◆ Exercise details:
Rescale everything from the first line below down to the line containing "left=0, top=370, right=498, bottom=450", both included, by reproducing those lines alone with their requests unchanged. Multiply every bounding-box coordinate in the answers by 2.1, rounding each result to a whole number with halves rounded up.

# # # #

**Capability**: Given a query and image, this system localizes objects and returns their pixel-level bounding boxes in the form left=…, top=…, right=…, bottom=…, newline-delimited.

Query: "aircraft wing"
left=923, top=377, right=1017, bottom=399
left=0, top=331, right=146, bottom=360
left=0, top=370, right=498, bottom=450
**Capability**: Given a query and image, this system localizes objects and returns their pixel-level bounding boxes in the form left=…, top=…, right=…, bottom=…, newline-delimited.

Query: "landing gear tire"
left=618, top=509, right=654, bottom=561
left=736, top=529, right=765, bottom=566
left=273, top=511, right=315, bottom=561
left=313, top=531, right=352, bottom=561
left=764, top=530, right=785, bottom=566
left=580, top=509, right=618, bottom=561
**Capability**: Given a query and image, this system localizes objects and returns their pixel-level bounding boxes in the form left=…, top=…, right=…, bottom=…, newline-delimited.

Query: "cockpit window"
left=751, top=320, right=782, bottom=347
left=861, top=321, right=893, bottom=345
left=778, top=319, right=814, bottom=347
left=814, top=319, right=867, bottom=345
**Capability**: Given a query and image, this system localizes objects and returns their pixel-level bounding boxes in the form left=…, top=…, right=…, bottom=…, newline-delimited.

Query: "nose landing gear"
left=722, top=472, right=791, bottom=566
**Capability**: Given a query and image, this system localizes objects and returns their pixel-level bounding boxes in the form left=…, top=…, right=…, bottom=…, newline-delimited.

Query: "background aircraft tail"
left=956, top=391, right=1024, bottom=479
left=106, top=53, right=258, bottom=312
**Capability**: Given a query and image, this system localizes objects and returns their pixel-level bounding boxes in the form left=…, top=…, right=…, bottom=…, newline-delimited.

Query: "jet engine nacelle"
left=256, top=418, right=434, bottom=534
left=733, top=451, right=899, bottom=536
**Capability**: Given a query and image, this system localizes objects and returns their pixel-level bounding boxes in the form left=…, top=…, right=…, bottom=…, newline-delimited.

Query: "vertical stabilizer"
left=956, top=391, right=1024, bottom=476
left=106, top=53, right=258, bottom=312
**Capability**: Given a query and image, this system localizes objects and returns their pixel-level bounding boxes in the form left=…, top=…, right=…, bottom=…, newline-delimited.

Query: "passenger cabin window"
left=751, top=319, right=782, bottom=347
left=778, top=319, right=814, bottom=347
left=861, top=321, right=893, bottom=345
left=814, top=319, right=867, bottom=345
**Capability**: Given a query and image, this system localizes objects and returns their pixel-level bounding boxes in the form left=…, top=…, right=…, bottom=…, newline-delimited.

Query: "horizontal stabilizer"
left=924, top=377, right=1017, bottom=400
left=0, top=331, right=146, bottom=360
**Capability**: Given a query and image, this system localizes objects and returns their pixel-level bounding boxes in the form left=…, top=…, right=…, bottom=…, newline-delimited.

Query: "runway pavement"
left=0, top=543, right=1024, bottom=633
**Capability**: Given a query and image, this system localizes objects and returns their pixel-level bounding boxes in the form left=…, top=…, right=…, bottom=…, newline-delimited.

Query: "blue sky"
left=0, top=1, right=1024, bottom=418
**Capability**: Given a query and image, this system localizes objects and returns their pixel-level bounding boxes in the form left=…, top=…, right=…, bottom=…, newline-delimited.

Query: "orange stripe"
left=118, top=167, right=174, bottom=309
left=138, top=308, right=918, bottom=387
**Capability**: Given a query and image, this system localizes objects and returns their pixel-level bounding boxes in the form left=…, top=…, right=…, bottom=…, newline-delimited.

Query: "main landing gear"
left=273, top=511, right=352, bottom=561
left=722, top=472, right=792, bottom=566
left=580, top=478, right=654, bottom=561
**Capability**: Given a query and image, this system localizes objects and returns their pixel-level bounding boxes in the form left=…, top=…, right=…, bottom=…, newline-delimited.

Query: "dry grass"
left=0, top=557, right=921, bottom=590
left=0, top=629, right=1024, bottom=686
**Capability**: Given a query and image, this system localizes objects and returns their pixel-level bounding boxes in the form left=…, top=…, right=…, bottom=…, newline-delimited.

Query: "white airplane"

# # # #

◆ Problem solution:
**Capability**: Given a query and image, this system localizes objects and returns their pixel-level bounding boxes in the form left=…, top=…, right=…, bottom=…, newline-delimited.

Query: "aircraft wing"
left=1938, top=792, right=2136, bottom=838
left=0, top=695, right=307, bottom=756
left=0, top=777, right=1046, bottom=945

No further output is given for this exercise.